* _TASK INSTRUCTIONS_: Retype all of the data below word for word, keeping every line in its original order.

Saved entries
────────────────────
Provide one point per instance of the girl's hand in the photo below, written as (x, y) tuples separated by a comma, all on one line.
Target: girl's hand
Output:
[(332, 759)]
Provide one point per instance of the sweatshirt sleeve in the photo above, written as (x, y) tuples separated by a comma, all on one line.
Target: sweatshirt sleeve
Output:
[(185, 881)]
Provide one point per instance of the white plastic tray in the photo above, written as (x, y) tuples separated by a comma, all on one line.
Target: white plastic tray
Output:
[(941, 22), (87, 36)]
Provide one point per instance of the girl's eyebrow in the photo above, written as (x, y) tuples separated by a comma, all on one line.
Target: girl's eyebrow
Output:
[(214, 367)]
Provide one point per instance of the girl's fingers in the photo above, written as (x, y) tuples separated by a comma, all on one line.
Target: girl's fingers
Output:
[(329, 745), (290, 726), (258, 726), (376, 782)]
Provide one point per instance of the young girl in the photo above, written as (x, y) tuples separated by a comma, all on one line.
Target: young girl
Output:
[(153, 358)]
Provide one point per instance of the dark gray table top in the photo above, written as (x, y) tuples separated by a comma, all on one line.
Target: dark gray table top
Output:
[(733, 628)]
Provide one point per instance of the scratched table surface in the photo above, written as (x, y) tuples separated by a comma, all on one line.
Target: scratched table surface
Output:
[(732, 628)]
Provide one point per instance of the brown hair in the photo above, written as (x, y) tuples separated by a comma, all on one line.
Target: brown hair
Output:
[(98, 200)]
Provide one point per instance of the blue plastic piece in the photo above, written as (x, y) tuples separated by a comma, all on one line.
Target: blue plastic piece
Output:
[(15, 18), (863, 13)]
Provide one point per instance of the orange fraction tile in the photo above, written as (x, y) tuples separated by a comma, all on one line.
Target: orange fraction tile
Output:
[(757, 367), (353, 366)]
────────────────────
* _WRITTEN REPLY_:
Provide one point per instance of the girl's hand in the photo below, written as (x, y) tuples separated by a comma, all on one line.
Target: girl's hand
Output:
[(332, 759)]
Provide one point per instance of the sweatshirt sleeve in the photo above, written as (x, y) tuples separated by a comma, all on one line.
Target: sweatshirt sleeve
Output:
[(185, 881)]
Provide one point per instance of the white plastic tray in the photo above, written as (x, y) tuples separated by a comma, all on one line.
Target: white plastic tray
Output:
[(941, 22), (87, 36)]
Provide one point per instance of the girl's eyebrow in the photo above, written as (x, y) tuples separated by a comma, all on one line.
Target: girl's eyebrow
Output:
[(214, 367)]
Provide one point per instance of the girl's fingers in the photo above, written as (x, y) tuples separated by a comma, all on one line.
Target: girl's fingers
Output:
[(329, 745), (290, 726), (258, 726), (376, 782)]
Provide one point per instance of the young girl in the photo above, written as (x, y) tuples separated by a comma, all on one line.
Target: young girl
Output:
[(153, 358)]
Provide one point per instance of the dark gray table top in the photo above, written as (x, y) tuples separated by a comma, all on one line.
Target: dark gray table top
Output:
[(733, 628)]
Provide one point per instance of the scratched table surface in the photo above, written as (x, y) tuples separated by a comma, all on one line.
Target: scratched table surface
Output:
[(732, 628)]
Provide one point per instance of the brown hair in the photo above, written as (x, y) tuples separated by a comma, all on one line.
Target: brown hair
Output:
[(98, 200)]
Provide one point per instance of the blue plastic piece in the photo above, written as (x, y) tuples separated by a comma, all on one line.
Target: blue plastic piece
Output:
[(15, 18), (863, 13)]
Provide one point per instance of the orange fraction tile in the photo above, written as (x, y) tuples separated by a comma, all on one line.
Target: orange fraction tile
Output:
[(757, 367), (353, 366)]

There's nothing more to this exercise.